--- start Input records ---

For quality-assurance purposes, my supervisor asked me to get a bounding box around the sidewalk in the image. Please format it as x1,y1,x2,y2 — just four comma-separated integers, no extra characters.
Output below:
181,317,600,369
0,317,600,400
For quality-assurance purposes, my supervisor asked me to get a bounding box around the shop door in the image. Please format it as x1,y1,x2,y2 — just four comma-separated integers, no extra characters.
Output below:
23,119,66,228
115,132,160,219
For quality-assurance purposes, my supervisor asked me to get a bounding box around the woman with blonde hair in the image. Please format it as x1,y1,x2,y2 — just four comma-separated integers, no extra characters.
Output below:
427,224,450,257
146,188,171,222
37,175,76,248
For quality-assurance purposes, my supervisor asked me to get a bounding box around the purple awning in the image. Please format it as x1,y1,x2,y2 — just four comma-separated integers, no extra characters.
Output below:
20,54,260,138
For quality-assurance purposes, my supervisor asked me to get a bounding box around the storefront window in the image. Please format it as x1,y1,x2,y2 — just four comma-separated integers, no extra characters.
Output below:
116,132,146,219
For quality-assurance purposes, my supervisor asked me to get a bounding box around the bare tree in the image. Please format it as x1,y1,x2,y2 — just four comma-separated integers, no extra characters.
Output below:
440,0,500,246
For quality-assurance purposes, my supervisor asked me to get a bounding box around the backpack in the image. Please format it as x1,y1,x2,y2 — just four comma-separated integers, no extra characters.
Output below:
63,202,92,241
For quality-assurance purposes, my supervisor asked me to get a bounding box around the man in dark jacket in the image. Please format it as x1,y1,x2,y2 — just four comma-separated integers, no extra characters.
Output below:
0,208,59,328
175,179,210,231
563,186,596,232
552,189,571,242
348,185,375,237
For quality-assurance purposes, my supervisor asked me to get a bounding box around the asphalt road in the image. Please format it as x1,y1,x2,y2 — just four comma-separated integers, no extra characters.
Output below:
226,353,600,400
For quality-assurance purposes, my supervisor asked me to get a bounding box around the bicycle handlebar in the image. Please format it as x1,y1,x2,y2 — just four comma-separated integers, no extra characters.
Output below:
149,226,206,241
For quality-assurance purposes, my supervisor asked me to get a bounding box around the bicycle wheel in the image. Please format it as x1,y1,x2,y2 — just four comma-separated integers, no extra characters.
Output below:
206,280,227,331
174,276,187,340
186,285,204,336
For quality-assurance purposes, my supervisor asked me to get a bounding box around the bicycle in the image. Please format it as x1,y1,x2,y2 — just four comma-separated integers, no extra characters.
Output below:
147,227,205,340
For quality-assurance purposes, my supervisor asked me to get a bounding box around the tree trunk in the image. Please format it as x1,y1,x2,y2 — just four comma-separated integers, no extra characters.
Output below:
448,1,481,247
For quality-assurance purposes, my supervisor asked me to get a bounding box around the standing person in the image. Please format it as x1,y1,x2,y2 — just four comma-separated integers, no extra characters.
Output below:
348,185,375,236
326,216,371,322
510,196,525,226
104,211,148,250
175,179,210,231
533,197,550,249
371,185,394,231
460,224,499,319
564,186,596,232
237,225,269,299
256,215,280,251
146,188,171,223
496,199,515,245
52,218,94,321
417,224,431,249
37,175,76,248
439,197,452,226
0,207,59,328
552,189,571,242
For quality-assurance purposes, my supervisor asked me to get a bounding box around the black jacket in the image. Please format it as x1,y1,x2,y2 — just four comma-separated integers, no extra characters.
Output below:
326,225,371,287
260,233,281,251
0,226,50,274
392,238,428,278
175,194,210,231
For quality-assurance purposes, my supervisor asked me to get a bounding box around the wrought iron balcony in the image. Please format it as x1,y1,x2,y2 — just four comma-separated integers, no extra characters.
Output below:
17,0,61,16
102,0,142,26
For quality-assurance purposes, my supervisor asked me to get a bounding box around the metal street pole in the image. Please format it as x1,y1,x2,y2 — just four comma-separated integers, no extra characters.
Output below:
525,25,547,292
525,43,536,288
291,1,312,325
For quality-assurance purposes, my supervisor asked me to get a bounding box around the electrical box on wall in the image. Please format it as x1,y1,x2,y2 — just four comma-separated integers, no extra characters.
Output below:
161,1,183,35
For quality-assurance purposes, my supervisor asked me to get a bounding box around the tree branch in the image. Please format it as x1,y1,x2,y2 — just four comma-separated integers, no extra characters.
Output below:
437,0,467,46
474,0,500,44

--- end Input records ---
--- start Input records ---

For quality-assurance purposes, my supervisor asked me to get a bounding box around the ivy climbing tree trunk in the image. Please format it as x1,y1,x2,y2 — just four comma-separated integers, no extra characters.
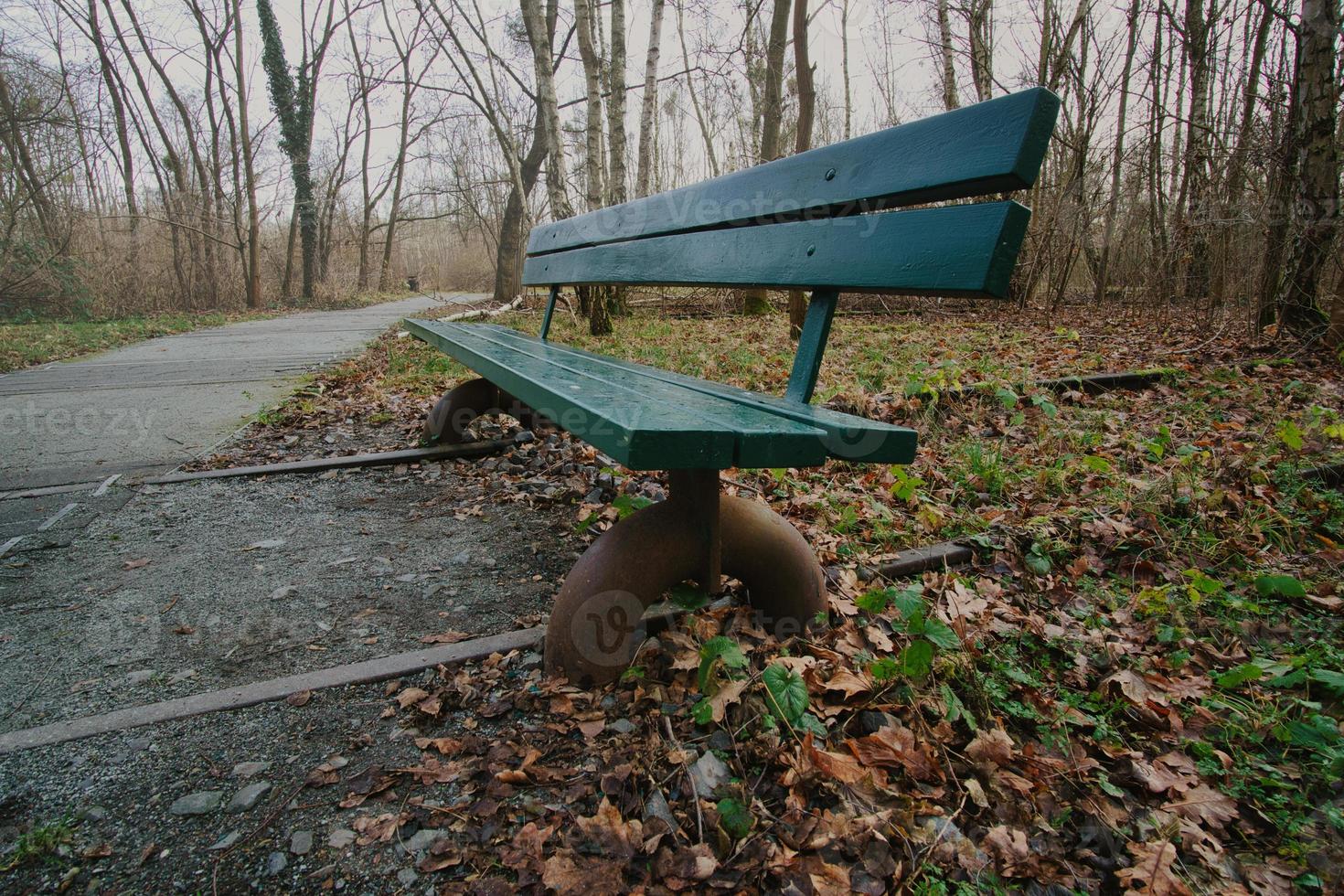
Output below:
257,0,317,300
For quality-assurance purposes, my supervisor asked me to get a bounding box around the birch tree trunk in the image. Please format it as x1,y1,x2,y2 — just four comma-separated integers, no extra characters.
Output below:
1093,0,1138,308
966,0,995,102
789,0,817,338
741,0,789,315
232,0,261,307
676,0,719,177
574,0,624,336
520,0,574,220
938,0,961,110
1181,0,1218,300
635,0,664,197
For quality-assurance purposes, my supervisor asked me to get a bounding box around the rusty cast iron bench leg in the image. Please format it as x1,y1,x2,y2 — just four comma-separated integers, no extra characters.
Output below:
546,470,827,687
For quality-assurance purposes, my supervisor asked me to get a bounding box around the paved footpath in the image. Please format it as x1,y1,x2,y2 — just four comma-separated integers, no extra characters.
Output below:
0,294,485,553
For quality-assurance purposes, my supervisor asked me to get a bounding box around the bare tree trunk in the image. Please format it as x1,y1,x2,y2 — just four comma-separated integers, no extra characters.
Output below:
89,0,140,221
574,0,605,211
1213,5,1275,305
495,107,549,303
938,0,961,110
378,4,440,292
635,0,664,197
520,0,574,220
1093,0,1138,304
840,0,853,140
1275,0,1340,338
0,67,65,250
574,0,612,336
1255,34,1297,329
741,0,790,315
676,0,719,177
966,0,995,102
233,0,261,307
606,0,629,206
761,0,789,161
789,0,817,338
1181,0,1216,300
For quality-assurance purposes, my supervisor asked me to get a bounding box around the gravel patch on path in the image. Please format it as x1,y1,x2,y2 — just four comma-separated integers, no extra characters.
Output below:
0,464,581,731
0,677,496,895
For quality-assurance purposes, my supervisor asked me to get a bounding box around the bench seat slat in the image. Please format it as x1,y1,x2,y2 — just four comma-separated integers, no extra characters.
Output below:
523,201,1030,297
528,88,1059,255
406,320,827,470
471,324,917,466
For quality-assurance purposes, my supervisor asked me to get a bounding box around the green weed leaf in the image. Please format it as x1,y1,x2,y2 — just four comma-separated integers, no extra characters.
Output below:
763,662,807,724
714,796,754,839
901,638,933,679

--- end Input records ---
--- start Input records ---

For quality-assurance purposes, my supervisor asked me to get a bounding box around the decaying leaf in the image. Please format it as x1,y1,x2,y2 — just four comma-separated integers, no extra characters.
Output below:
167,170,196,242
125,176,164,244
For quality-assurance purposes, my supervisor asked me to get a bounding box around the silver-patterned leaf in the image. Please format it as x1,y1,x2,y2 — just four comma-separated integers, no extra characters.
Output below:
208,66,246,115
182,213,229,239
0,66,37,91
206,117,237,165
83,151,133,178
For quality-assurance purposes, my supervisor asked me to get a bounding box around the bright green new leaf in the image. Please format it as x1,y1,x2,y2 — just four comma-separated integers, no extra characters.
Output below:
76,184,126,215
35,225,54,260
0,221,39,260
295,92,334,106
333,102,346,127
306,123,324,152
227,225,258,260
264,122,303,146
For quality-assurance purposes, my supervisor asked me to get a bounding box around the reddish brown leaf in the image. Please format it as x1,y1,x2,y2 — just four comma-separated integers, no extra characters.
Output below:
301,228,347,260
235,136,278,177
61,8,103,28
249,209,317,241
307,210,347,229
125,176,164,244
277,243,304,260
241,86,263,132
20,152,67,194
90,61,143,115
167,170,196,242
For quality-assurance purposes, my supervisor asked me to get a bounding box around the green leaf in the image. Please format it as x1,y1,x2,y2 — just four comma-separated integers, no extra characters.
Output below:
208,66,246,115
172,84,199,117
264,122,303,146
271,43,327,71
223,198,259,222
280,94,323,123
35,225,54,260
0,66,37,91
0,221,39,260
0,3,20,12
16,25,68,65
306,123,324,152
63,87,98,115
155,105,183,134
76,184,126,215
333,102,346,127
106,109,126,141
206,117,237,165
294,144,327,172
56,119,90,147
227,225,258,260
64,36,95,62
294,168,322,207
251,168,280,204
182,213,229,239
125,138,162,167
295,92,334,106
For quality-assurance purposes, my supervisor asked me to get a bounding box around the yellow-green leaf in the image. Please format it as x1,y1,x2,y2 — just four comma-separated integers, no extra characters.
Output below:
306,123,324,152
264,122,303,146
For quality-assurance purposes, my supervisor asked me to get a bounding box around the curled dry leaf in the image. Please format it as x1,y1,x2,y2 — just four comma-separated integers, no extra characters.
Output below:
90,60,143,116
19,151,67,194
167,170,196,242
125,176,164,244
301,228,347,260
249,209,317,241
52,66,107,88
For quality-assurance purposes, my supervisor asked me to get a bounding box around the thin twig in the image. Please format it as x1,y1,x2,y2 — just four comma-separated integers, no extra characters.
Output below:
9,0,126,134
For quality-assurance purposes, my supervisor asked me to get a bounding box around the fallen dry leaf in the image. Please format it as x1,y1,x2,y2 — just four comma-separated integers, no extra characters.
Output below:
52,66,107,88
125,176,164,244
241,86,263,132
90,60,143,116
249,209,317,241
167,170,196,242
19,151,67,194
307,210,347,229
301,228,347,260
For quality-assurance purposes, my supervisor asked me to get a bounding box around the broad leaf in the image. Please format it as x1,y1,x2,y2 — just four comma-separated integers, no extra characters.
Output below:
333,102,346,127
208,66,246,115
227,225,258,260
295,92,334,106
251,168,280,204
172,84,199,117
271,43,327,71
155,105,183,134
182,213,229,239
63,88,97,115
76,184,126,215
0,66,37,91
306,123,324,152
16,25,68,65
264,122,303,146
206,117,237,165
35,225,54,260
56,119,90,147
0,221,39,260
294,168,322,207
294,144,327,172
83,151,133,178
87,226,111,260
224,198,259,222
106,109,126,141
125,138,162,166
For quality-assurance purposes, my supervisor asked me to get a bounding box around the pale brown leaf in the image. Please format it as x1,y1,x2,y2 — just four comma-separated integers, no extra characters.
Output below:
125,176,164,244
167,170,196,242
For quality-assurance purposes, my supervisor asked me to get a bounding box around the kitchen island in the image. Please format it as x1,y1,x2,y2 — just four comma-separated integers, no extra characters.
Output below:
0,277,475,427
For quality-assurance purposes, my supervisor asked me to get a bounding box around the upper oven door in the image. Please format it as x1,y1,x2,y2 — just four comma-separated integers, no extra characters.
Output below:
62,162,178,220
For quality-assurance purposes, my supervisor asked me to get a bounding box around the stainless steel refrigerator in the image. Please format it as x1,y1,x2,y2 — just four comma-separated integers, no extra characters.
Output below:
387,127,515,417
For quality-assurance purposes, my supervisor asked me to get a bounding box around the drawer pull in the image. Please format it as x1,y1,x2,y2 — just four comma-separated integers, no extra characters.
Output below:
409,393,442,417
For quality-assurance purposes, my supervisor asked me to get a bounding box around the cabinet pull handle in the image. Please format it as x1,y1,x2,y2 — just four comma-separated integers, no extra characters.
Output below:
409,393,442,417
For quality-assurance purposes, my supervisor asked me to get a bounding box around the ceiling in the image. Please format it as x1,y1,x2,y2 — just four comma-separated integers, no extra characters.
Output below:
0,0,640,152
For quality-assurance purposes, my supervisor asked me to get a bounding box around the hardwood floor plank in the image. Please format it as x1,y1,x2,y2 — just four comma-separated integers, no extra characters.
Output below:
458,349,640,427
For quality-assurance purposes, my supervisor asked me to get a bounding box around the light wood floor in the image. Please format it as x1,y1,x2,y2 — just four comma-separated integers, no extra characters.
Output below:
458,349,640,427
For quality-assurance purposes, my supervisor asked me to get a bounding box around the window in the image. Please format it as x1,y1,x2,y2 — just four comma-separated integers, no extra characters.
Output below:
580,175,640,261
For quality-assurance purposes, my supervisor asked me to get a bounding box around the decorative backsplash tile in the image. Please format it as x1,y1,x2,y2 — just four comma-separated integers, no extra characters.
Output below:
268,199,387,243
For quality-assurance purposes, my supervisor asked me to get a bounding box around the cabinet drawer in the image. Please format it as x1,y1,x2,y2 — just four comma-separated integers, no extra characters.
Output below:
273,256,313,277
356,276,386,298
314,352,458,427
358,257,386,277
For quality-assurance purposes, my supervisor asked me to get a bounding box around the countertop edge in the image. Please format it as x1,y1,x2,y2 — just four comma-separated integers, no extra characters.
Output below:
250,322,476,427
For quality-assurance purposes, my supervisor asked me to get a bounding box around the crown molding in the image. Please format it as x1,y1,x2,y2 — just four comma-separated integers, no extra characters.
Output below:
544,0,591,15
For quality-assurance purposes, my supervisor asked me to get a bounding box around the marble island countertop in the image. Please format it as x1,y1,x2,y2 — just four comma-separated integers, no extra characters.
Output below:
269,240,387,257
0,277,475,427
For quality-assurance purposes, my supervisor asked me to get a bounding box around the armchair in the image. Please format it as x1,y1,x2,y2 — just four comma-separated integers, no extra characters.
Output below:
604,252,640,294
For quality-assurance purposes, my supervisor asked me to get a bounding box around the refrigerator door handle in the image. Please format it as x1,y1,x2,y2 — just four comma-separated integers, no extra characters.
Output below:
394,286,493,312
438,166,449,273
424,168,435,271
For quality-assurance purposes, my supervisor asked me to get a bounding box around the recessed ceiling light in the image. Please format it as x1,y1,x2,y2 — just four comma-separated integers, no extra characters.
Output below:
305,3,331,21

--- end Input records ---

Short task — Render the rows as a JSON list of strings, one string per line, omitting blank lines. Begin at the line that contains "around the armchair" and stop after the line that contains "604,252,640,294".

Exercise answer —
[
  "For quality-assurance purposes, my supervisor asked me to get a bounding box around the armchair in the image. Please format it as x1,y1,x2,y2 — just four comma-separated integers, no extra characters.",
  "Output below:",
  "604,252,640,294"
]